- [TASK INSTRUCTIONS]: Copy the lines below that contain "fence".

- [SUPPLIED RECORDS]:

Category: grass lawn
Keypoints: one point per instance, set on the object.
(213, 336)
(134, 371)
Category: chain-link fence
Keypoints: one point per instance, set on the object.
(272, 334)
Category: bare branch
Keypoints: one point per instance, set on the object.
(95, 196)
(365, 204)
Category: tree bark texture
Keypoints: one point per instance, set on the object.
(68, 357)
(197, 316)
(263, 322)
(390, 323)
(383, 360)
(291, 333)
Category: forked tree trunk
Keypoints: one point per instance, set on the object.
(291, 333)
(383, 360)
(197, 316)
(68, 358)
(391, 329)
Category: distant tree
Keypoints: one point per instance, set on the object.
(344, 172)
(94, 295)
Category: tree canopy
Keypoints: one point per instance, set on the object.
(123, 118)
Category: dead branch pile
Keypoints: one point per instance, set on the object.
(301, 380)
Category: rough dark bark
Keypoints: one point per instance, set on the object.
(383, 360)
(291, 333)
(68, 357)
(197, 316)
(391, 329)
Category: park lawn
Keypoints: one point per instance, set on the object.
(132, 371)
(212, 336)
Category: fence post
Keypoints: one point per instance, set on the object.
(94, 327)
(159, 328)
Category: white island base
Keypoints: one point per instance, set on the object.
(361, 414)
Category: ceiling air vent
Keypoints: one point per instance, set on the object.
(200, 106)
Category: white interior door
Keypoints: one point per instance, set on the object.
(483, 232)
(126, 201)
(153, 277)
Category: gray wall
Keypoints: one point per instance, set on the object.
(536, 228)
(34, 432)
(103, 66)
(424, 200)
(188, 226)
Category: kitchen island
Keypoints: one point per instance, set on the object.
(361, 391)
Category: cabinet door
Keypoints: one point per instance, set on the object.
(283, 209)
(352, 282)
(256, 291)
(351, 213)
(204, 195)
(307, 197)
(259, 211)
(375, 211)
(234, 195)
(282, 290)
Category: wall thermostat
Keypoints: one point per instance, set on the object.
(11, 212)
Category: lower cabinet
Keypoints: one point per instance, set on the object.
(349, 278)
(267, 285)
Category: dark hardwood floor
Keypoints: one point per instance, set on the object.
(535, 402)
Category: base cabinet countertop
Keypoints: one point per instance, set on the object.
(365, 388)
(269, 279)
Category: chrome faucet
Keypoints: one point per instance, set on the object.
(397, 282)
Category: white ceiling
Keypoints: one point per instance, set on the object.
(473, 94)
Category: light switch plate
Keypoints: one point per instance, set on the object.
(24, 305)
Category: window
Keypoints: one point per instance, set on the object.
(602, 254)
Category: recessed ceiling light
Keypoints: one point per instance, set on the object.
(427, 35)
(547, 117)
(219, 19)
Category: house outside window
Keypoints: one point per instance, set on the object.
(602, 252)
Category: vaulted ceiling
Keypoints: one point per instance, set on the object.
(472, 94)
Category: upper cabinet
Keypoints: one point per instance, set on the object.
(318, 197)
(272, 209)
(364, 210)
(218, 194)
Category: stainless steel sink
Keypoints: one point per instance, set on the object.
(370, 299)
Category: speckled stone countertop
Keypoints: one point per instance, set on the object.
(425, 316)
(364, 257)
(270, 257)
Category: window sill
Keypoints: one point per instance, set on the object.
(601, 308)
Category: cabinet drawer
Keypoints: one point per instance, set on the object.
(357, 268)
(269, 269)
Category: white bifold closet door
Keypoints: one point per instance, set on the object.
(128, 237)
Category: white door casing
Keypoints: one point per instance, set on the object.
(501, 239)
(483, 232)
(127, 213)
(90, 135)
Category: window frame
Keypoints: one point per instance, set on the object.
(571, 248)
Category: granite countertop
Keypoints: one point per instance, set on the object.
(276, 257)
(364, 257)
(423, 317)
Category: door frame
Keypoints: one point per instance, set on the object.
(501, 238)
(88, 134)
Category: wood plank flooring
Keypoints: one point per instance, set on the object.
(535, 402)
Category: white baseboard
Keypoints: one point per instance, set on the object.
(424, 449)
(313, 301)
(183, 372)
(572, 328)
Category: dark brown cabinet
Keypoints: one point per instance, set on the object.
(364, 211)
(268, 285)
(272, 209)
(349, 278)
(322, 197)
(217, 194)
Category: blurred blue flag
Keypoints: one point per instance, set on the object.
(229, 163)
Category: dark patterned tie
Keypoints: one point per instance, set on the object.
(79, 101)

- [REPLY TO THE EXERCISE]:
Category: chain-link fence
Category: fence post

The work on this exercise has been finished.